_ACTION ITEM:_ Please output only the lines that run from the line containing "Need: one point" through the end of the material below, exactly.

_SUPPLIED INFORMATION:_
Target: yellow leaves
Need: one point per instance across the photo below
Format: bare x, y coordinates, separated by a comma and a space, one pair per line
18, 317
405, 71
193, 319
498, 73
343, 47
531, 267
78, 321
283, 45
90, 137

_ANSWER AREA:_
Need: one point per instance across the photo below
Format: bare x, y coordinates, separated by a comma and a space, one pair per line
18, 317
405, 71
193, 319
498, 73
343, 47
531, 267
78, 321
283, 45
90, 137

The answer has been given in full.